*Your instructions*
Your task is to return the line containing "Where can the glass" plus every line after it, exactly and with nothing added.

---------- Records supplied ----------

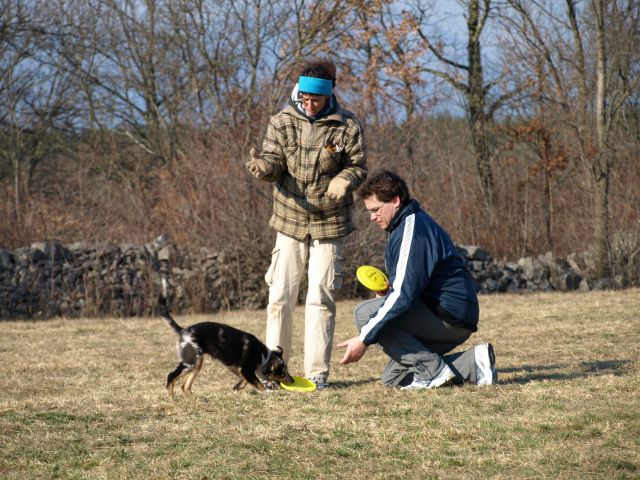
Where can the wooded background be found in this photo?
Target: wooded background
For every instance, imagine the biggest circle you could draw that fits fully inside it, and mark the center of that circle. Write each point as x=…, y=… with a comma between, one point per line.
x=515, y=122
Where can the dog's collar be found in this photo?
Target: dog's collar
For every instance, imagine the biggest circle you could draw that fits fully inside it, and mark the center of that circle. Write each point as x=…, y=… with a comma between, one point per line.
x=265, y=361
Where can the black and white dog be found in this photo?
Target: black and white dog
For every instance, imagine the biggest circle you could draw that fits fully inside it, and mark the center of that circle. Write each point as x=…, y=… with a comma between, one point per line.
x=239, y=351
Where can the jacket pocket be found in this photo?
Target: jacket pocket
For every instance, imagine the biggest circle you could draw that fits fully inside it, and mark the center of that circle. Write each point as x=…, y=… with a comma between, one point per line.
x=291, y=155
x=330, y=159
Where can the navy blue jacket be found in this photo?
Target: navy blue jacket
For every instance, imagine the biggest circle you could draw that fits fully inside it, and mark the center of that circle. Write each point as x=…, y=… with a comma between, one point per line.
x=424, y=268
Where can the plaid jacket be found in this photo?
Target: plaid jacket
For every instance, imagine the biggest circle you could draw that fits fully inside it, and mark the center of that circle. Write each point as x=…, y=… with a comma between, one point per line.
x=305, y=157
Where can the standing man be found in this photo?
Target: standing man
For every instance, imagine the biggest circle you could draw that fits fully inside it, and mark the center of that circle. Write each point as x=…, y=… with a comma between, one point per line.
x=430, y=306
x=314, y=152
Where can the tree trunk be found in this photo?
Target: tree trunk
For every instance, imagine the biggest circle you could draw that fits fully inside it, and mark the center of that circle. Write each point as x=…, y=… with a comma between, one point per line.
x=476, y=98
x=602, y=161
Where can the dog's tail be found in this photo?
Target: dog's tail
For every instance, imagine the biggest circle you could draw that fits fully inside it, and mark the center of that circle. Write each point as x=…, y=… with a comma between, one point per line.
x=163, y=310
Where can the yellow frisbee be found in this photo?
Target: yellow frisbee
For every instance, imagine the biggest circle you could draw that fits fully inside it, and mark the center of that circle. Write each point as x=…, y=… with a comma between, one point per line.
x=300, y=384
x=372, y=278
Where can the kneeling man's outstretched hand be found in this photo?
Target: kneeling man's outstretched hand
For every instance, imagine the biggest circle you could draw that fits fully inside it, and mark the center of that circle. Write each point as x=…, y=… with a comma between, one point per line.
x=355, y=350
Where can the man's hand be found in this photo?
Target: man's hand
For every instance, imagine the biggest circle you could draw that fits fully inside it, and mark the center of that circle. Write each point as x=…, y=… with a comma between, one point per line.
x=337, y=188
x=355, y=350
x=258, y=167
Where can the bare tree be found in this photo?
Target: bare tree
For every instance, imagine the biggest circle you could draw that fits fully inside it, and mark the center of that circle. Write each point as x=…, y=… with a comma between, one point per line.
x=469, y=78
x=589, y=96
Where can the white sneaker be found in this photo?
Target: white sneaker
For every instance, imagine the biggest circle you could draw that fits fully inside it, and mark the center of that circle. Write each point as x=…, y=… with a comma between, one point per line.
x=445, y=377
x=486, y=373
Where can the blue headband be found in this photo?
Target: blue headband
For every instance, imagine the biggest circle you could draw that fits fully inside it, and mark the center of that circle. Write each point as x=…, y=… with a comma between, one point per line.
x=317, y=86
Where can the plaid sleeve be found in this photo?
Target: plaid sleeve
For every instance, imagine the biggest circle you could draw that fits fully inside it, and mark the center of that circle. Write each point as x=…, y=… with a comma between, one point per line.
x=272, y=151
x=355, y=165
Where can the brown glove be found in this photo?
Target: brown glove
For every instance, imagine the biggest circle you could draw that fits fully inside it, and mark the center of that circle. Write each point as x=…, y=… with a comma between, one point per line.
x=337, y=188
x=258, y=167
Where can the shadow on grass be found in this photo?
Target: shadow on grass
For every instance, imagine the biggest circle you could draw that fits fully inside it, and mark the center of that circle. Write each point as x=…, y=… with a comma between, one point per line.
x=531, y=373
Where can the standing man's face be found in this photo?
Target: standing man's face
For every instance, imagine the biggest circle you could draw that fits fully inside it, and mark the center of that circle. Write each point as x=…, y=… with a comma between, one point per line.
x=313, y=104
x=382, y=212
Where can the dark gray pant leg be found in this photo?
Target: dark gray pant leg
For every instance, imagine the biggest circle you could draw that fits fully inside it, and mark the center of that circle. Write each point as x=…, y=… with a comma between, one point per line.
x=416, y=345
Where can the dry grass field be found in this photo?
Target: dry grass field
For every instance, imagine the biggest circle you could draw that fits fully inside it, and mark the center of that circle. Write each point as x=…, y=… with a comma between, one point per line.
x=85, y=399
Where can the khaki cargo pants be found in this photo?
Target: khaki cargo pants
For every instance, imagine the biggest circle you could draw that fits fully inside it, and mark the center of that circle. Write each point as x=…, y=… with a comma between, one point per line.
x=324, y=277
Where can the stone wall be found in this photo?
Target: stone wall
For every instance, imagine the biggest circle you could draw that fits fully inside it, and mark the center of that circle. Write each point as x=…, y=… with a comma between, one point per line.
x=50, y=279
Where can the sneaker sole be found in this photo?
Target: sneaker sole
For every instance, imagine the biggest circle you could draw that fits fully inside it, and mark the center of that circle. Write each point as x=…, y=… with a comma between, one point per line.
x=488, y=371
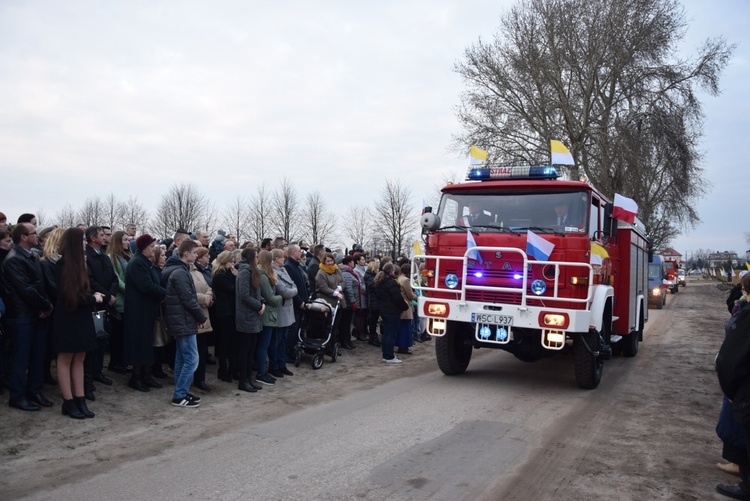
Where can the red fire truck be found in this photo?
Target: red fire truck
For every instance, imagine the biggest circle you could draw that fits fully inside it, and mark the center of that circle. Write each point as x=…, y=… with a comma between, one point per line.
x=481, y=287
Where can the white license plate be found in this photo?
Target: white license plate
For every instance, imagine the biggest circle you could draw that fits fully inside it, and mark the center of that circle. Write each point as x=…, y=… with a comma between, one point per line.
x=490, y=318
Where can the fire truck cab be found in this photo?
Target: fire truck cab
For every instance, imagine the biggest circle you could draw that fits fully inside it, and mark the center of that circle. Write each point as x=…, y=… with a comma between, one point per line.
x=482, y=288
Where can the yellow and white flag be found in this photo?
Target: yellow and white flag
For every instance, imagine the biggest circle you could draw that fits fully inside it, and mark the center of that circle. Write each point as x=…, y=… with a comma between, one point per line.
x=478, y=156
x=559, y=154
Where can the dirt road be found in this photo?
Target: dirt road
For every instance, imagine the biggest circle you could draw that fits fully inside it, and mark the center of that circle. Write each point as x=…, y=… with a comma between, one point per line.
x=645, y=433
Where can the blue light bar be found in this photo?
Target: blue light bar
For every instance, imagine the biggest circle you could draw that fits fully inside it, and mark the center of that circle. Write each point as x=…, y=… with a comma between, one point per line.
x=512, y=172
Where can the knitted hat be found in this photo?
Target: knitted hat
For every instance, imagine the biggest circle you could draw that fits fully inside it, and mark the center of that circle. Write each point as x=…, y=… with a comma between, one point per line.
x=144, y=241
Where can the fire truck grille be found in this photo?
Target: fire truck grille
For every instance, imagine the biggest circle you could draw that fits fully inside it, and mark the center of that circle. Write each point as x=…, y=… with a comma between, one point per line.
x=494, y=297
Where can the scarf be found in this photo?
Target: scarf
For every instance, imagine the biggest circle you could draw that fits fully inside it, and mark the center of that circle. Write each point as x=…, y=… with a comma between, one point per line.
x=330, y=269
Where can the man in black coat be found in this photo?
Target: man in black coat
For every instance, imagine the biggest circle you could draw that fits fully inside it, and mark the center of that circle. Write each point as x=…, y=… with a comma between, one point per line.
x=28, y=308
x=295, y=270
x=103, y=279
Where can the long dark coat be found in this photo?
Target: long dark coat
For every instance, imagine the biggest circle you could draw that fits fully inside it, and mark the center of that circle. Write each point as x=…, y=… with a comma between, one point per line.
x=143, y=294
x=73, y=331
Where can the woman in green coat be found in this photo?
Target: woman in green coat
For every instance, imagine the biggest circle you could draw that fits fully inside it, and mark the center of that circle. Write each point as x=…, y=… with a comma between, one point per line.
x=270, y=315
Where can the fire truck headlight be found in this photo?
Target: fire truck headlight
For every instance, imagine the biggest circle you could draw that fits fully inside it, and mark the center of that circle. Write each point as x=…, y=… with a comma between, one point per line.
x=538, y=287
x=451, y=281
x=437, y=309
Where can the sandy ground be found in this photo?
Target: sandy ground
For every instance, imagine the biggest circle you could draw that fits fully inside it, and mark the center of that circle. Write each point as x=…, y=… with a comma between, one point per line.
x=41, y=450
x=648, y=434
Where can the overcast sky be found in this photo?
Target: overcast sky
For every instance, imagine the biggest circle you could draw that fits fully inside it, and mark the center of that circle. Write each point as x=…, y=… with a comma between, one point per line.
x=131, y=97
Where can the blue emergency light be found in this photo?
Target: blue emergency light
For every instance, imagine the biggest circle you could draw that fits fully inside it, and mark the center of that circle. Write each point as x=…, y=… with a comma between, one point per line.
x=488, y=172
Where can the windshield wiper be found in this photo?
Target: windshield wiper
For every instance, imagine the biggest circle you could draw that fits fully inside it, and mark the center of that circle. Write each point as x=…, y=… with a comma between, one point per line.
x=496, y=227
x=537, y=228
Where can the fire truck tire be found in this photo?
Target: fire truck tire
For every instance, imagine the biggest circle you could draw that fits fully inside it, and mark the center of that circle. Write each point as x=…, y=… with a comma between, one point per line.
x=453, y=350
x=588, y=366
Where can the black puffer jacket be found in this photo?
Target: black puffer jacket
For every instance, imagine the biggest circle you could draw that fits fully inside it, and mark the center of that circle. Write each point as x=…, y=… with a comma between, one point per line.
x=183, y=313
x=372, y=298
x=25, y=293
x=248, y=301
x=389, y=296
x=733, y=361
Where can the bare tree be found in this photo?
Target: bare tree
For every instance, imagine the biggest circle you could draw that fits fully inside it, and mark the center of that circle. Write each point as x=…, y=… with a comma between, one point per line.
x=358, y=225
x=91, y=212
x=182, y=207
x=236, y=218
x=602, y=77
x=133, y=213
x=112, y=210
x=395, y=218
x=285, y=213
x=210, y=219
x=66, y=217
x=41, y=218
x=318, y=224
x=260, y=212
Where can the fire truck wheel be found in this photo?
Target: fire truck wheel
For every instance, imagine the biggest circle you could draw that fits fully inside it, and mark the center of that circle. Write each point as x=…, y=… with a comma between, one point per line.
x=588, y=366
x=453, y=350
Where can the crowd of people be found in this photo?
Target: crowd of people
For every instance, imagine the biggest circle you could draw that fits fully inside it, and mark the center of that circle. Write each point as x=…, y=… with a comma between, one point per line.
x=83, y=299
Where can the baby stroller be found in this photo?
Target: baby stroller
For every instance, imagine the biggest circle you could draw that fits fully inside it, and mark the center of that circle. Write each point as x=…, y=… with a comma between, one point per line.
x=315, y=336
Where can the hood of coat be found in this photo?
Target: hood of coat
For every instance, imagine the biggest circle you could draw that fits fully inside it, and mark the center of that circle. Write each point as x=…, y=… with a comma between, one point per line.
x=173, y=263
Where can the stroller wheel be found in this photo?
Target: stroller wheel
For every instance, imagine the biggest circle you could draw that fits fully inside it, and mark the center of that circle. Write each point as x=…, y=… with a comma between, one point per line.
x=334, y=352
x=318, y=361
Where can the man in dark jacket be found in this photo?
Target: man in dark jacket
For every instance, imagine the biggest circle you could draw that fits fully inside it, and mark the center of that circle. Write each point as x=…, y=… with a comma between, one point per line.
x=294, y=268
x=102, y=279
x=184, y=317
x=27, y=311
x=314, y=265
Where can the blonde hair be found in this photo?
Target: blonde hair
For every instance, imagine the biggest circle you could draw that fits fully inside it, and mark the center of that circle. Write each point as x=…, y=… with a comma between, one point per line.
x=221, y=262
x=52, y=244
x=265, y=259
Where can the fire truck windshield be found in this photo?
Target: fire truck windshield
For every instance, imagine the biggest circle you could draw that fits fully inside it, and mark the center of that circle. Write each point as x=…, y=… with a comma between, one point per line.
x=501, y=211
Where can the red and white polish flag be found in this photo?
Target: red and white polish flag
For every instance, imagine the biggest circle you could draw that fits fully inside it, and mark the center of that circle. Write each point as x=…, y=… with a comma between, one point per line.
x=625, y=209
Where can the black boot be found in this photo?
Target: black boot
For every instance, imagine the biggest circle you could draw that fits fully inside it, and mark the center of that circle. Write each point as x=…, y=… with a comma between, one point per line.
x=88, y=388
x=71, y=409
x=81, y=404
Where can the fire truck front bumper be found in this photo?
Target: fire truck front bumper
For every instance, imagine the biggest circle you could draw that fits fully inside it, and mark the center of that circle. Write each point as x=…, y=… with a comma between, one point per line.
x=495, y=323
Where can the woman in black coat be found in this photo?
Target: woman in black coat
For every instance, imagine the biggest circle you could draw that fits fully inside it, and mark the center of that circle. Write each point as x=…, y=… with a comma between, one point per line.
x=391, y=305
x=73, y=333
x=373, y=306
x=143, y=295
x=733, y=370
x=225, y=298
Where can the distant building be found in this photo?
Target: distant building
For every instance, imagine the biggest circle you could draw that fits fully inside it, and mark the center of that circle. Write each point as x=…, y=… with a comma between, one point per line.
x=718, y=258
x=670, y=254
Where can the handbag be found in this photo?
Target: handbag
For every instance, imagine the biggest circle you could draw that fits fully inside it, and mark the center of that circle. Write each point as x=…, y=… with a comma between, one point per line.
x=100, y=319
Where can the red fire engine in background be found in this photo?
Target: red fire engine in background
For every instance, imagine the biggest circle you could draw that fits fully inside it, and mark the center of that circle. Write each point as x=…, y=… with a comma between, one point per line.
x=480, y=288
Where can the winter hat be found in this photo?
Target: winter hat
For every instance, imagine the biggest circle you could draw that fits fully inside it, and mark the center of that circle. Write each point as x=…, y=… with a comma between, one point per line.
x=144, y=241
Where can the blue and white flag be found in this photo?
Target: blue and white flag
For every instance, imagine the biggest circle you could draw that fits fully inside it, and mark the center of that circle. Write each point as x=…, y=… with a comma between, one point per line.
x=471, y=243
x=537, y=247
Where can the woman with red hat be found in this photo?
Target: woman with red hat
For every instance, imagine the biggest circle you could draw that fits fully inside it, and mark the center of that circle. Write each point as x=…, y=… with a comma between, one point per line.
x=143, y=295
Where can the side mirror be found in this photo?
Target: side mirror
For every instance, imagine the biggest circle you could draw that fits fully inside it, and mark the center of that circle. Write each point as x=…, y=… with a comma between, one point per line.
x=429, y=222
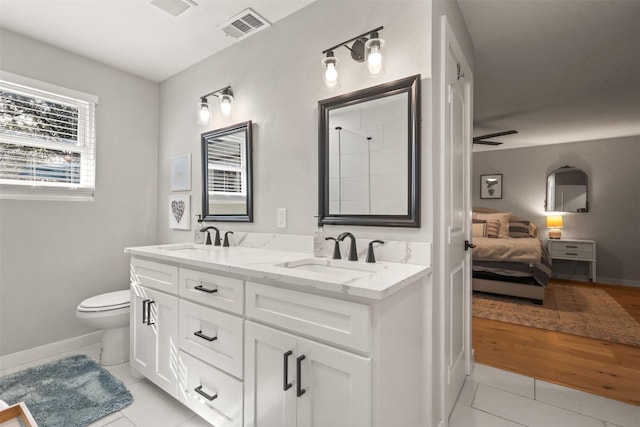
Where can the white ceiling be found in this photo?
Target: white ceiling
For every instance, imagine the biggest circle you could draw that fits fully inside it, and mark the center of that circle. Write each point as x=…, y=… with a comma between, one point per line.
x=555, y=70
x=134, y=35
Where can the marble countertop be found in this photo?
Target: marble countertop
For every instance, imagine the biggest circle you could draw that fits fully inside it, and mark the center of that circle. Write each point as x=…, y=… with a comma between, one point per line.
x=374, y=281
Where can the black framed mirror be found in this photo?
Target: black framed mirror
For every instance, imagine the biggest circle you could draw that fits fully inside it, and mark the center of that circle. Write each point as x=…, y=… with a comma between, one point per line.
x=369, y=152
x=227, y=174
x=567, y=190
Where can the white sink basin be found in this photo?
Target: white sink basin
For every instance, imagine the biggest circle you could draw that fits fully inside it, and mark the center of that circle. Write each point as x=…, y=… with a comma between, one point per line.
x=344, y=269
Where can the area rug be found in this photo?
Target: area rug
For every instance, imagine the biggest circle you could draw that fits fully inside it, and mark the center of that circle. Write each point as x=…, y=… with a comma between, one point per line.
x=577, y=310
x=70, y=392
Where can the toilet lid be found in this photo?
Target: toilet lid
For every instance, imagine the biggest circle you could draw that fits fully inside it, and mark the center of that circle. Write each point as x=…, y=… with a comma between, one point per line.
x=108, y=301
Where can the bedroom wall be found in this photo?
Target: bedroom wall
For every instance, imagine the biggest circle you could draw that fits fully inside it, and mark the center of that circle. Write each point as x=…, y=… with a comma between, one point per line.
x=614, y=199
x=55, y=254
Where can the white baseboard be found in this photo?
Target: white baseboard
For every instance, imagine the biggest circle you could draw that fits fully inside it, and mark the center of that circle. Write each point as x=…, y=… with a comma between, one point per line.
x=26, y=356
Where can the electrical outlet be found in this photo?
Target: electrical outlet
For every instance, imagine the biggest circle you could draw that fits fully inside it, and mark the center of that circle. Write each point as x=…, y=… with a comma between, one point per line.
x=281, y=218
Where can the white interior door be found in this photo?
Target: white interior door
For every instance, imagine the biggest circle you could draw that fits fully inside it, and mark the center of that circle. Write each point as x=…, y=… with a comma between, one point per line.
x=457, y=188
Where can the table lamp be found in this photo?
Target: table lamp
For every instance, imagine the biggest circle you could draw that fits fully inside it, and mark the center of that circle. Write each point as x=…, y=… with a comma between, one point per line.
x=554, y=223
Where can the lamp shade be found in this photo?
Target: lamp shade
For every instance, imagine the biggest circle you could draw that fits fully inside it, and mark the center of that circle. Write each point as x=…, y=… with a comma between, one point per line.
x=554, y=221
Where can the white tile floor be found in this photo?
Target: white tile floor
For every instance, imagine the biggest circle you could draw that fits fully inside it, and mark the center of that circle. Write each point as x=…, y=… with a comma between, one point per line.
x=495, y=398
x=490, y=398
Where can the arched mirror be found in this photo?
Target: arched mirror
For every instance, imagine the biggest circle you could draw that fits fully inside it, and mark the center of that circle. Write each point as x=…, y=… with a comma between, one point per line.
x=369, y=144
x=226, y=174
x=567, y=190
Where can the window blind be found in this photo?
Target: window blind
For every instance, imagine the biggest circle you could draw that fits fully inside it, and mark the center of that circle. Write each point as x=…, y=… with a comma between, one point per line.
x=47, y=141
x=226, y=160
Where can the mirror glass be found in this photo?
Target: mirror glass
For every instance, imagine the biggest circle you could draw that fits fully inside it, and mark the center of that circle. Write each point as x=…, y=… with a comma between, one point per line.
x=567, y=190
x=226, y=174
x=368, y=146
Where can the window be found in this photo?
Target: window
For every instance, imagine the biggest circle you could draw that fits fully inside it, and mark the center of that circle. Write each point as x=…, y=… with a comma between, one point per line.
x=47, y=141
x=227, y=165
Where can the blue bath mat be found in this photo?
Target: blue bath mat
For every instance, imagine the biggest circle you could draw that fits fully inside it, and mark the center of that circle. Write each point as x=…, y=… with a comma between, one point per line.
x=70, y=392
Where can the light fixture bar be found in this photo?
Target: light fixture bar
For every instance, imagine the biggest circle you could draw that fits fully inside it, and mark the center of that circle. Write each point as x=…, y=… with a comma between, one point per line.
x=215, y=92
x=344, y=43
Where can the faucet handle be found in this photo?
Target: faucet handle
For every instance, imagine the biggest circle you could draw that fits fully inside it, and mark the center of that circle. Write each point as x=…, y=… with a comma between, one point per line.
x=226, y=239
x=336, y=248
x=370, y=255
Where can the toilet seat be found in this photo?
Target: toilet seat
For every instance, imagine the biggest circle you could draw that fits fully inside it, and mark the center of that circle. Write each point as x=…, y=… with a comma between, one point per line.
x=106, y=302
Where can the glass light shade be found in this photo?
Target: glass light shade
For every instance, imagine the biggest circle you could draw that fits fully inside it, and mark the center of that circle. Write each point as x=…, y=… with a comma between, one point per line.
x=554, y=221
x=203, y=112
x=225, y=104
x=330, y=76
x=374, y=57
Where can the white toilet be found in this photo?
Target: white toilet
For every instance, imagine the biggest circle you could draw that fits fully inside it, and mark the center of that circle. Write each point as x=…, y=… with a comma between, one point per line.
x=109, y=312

----------

*Answer to the task*
Where can the glass light shade be found in this photo?
Target: glass light shade
For every instance, imagine the biggest circle you could draw that fits fully inside it, and mark the center of that circle. Write each point as x=…, y=… with a comma between, one point per line.
x=554, y=221
x=203, y=112
x=225, y=104
x=330, y=76
x=374, y=57
Where can the white toilet be found in this photo?
Target: white toilet
For every instance, imagine the biggest circle you could draw that fits fully inside it, and mark the center of that circle. Write each point as x=…, y=… with a comma between, one point per line.
x=109, y=312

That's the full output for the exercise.